## SHORT EXERCISE
Please filter the data below, copying out each line that contains the string "woman".

Pointing dataset records
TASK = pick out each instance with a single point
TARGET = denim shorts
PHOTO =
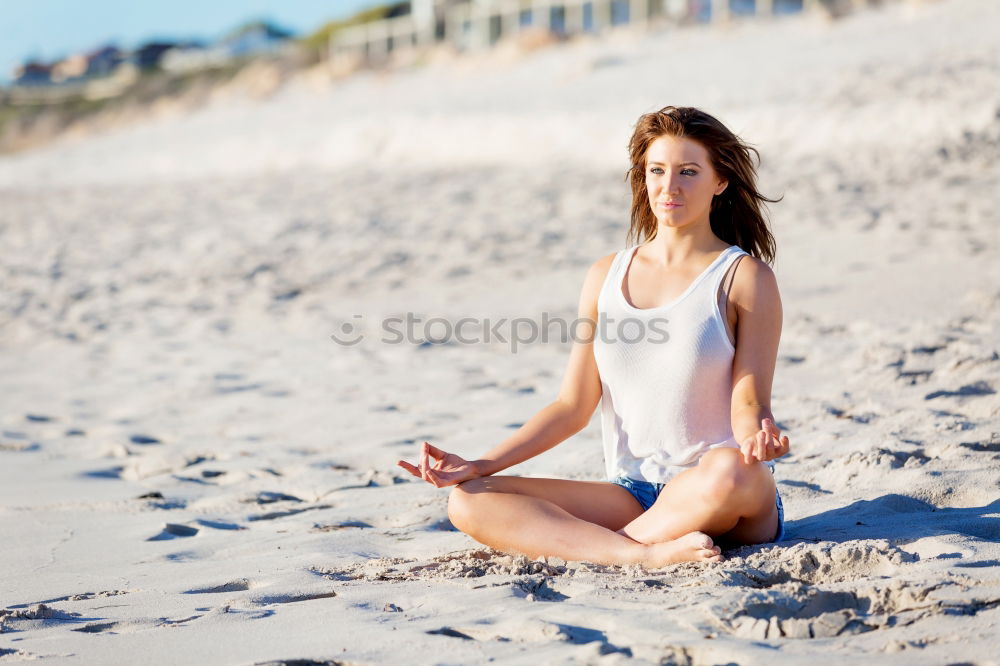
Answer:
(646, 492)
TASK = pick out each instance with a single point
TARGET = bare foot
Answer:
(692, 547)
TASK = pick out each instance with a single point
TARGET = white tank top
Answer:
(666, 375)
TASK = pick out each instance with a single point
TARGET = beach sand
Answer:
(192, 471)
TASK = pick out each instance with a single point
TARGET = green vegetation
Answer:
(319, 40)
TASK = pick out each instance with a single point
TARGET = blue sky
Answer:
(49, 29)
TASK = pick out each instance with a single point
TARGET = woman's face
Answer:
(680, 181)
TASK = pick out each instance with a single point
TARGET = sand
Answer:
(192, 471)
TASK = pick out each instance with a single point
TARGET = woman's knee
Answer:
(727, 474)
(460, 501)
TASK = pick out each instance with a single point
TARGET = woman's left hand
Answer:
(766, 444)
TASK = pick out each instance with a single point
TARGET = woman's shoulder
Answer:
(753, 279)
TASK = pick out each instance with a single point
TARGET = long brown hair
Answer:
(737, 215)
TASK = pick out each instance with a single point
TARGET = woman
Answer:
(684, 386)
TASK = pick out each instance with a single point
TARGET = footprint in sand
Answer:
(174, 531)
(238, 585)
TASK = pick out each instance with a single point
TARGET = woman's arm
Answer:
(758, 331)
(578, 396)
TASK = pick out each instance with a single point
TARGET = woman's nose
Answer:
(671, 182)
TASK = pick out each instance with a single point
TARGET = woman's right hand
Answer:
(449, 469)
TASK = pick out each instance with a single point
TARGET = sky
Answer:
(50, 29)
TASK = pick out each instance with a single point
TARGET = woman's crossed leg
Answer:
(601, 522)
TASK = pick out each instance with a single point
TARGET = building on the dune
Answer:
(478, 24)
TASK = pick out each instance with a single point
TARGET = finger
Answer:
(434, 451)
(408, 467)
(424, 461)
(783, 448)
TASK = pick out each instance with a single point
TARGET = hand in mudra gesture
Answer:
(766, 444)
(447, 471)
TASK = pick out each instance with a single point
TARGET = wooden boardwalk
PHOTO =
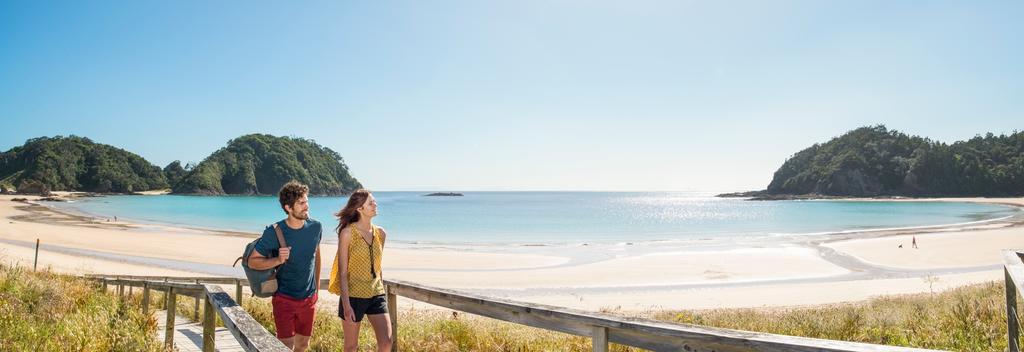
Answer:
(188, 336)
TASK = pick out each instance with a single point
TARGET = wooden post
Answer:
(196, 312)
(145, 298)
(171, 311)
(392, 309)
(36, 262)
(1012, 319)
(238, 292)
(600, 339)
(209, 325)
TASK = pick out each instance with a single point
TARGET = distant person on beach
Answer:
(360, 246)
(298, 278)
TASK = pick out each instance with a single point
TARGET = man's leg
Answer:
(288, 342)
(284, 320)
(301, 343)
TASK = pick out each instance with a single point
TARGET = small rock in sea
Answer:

## TASK ANSWER
TARGET = woman's face
TARGET = woman's knee
TARGET = woman's left hand
TARGET = woman's shoulder
TARGET = woman
TARGET = woman's arm
TARGET = woman's nose
TARGET = woman's right hand
TARGET = woman's crossed leg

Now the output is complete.